* Task instructions: Once the pictures are set aside, reproduce the entries below exactly.

Records supplied Start Marker

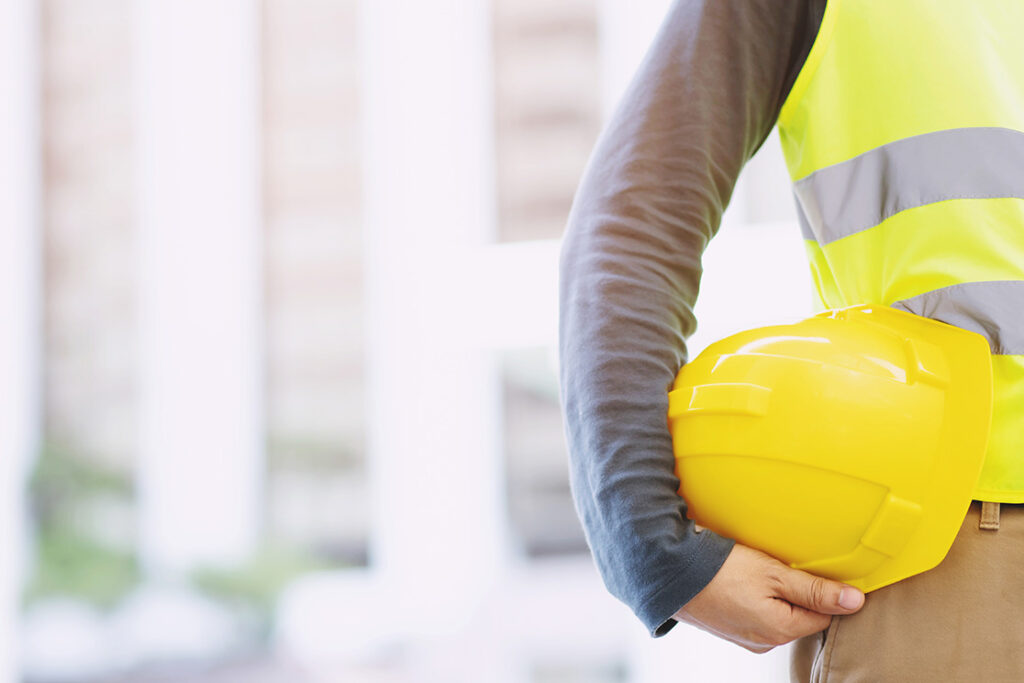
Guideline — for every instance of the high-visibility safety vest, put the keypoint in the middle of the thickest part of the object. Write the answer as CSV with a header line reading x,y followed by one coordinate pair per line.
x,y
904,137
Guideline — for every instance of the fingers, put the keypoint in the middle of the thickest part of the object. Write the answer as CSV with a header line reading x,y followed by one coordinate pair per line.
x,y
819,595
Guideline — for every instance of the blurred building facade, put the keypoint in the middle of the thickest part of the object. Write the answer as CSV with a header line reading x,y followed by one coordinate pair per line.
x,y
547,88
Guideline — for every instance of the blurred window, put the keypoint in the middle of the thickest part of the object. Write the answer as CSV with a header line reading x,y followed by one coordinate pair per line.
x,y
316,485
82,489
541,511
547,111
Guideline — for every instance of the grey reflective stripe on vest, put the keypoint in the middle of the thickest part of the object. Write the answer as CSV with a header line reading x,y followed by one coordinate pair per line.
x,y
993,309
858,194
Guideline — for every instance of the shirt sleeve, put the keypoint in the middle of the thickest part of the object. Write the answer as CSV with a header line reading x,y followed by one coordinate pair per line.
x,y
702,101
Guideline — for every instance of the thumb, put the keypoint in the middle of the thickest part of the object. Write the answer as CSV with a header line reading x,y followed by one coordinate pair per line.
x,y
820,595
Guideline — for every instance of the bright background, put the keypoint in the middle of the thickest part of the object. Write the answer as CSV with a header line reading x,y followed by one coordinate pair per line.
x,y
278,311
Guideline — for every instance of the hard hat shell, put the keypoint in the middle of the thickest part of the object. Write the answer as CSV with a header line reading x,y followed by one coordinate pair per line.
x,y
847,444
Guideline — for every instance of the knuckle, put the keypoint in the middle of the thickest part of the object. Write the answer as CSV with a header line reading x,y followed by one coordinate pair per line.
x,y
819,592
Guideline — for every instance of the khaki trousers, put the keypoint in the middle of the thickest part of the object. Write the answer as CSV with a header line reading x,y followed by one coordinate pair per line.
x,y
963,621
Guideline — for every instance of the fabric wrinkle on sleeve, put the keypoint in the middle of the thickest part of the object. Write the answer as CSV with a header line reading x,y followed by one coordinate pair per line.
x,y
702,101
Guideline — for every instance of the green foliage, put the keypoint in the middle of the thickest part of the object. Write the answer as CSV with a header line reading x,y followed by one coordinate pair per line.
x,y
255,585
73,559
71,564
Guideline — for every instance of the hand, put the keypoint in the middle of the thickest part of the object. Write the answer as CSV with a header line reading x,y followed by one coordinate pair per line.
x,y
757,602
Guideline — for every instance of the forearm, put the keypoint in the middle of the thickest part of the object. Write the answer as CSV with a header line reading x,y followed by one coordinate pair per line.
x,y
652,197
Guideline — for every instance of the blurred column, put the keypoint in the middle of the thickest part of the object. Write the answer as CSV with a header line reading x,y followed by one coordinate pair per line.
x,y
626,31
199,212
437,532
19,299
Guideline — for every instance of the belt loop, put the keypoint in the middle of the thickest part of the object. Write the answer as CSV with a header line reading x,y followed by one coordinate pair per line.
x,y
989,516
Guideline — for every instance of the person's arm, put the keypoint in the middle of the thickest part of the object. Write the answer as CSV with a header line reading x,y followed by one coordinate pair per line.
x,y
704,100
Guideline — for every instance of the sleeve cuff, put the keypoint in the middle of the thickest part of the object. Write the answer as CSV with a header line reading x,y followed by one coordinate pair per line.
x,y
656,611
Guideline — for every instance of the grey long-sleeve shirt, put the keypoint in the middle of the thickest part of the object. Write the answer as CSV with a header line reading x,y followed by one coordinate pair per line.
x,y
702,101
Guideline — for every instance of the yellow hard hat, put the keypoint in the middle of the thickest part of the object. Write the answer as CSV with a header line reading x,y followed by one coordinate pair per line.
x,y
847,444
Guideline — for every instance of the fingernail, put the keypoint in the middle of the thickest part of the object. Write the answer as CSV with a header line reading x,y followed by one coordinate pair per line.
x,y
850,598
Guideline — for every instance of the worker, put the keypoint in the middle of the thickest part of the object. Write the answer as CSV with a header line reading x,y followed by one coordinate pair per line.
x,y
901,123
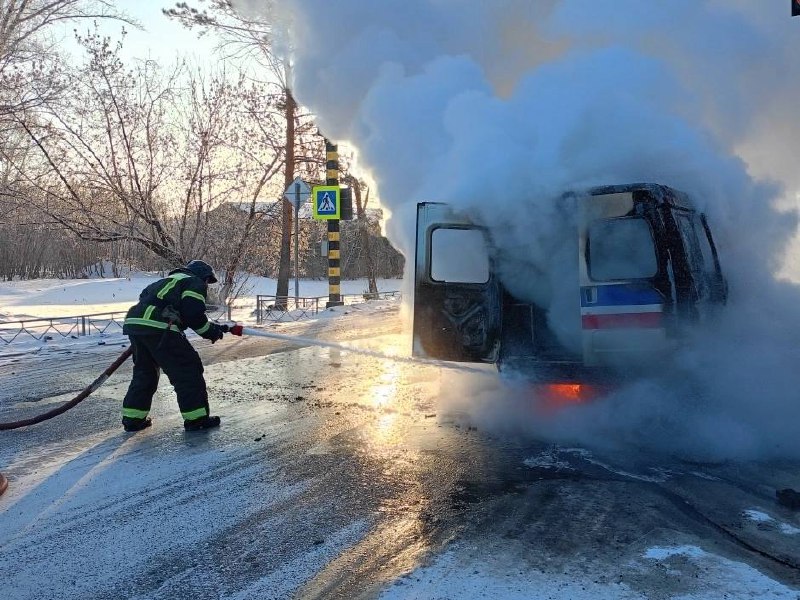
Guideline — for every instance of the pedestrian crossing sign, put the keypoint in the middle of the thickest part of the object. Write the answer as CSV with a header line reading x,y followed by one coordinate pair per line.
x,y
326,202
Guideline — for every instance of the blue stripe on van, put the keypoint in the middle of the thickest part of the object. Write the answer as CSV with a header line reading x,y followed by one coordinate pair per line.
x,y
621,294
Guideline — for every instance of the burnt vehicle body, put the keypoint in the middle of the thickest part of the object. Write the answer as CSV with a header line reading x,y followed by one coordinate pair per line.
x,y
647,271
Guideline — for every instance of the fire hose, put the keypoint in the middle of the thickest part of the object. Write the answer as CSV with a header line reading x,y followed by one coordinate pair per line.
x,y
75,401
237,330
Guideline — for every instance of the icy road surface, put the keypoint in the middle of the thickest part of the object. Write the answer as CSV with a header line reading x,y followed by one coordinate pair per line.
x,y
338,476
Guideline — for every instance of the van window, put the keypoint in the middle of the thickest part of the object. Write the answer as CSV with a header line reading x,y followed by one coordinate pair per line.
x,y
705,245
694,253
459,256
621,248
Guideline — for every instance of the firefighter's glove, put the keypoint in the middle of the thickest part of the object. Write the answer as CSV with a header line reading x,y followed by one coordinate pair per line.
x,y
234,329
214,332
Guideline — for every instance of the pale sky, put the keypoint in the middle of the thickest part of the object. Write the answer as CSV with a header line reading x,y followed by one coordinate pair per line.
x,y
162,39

Records supplied End Marker

* Response to this exercise:
Guideline — for every instance of the high-visibility safety vest, put the keypoint in the middle of the thickest part of the object. Write the answer as CSV with a header line reading x,y followed by one coordinate pair per line.
x,y
904,137
Guideline — for every instance of the fingers, put the keypoint in the middle of the thickest part of the object. Write the answer as CSV with a header line reading x,y followed by one coordinate pair per line.
x,y
819,595
Guideline — for every instance of the blurred building facade, put the keypoint in the middle of the thickest part of the object. Write the answer as CSV with a header line reading x,y followed by one coordinate pair per line.
x,y
547,88
Guideline — for every instance of the blurred window, put the keypoint in the middle of the thickest part of the object. Write the answer as CSV with a header line reading x,y followed by one coordinate pair per line.
x,y
316,485
82,489
541,511
547,111
Guideline — for every instance of the grey reflective stripe on vest, put the keypoint in the middle of the thickest part of the object. Write the answer as CSV with a header line reading x,y followed by one coordinate pair per line.
x,y
993,309
858,194
Guideline — for every instance of the shirt sleeve, put the keypoint in the middle of the thickest part of the object. Write the answer as CSV with a header line reading x,y followed by one coordinate pair per line.
x,y
702,101
Guideline — for every instance of the thumb, put the keypoint in the middle of the thickest part of the object. Write the answer as CSV with a header line reading x,y followed by one coordinate pair per line.
x,y
820,595
Guideline — for every instance of the bright background, put the keypoint in the middle of the thickest part of the object. Write the answer as CSV with a header line reading x,y followed by one coordinate pair per line.
x,y
278,311
Guideline — for every instance of the hard hat shell, put the keypoint in the middle of the thickest part of the object. Write the answer as CSV with a header line reading x,y followed by one coordinate pair per line.
x,y
847,444
Guideline — for every instance of the knuckle, put the keypoint in the middle of the thickest part of the object. Write the answer as CSV with a header line reading x,y followed by one coordinate pair per line.
x,y
819,592
Guideline — for every instance of the khaki trousers, put the keypoint in the middle of the thickest part of the object. Write the answer as CSV with a header line reading x,y followed by one coordinate pair per line.
x,y
963,621
Guideline — for every instance of the fabric wrinkle on sleeve, put the keypoint in the middle of the thickest part of the object. Write the answer as CSV with a header line reading x,y followed by one coordinate pair per line.
x,y
702,101
Guideline — for every instance of the green foliage, put the keypoint in the middle of the thickest part of the object. Write the answer as CSV with a header line reading x,y followed by one coordinate pair per line.
x,y
255,585
73,559
71,564
Guideline — for every instance of the hand, put the keypoint in the middle of the thickest part of the object. Write the answer as CSV with a header line reading x,y followed by one coordinate pair per line.
x,y
757,602
Guideline — for every instance of the forearm, put the keypoint in the middle of the thickest part of the object. Write the answer as CSV with a header line reading x,y followed by one coordinate pair per line.
x,y
652,197
Guideline — for every instance of the blurred column, put the keypoint in the middle of the thickest part of the object. Write the answer as CSV with a header line reading x,y followed by one coordinate pair per line.
x,y
626,31
199,212
437,532
19,299
Guideline — for every instance of the belt loop, put the keypoint in the middle of the thickest part of the object. Write the answer as CSV with a header line reading x,y followed by one coordinate pair per line.
x,y
989,516
Guideline — for every instance of the person's arm, put the keypoint in the middle of the thickest part of the object. Write the answer as CSV with a header line reading x,y followed by one coordinate pair per line.
x,y
704,100
Guideline — for every instance of the sleeve cuff, put the keypoint in the middle of the thickest part of the object. Write the answer as CSV with a header line reading x,y followed by one coordinate pair per line.
x,y
656,611
Guideline — for every instance of the grey long-sleeve shirt, put the keypoint in the middle of the thickest part of the object. Write the answer as CSV with a header line reading x,y followed by one coordinate pair per line.
x,y
702,101
Guideline — for every instance of the yellow hard hat, put the keypoint in the middle of the thickest part of the object. Write the answer as CSV with a header line reading x,y followed by one coordinate pair per line.
x,y
847,444
Guideline — for every instance of the fingernail, put the keypoint in the middle of the thickest part of the object. Write the answer as CSV with a header line reading x,y followed by one coordinate pair per line.
x,y
850,598
Guideline — for every instance of the worker, put the keypoint in the middle of the thickest part of the object. Write the answer as CSV with a header line reading x,y followed by one coordinate pair per line.
x,y
901,123
Guideline — for every instance of the pedestrian crossing sign, put the keypoint in the middle of the thickest part of the object. Write the answer as CSV with a header line reading x,y followed by one coordinate pair per line.
x,y
326,202
Guideline — for every instance of the blue stripe on van, put the keypoint in the middle of the thickest part of the object. Write the answer as CSV with a header line reading x,y followed by one coordinate pair per line.
x,y
621,294
Guideline — for every instance of the burnt vehicle body, put the keypoint in the middle of the thickest part of the object. Write the answer as CSV with a header line reading x,y followed by one coordinate pair per line.
x,y
647,271
Guideline — for every instance of the fire hose, put the keypoint in the middle of the thickest part of the object. Write the answer as CSV with a header line reading x,y followed by one coordinate pair per line.
x,y
75,401
237,330
Guideline — for every instance of the icy road surface, put the keypoint in the middle of the thickest part of the object. Write the answer as CSV with a header line reading x,y followed by one coordinate pair per line.
x,y
338,476
Guideline — for every instance of the van window, put the keypoint in the middle of the thickest part of the object. Write the answer as CSV with a header line reading x,y followed by one coordinate pair per line.
x,y
705,245
694,253
459,256
621,248
Guideline — for every instance of the firefighter's glove, put the keypoint in the middle of the thickest part of the object. Write the answer as CSV with a header line reading x,y followed by one coordinate pair per line.
x,y
234,329
214,332
Guideline — for every instance of the pale sky, put the keypoint in the middle of the thickest part of the object. Write the answer as CSV with a header line reading x,y followed by one coordinate pair per line.
x,y
162,39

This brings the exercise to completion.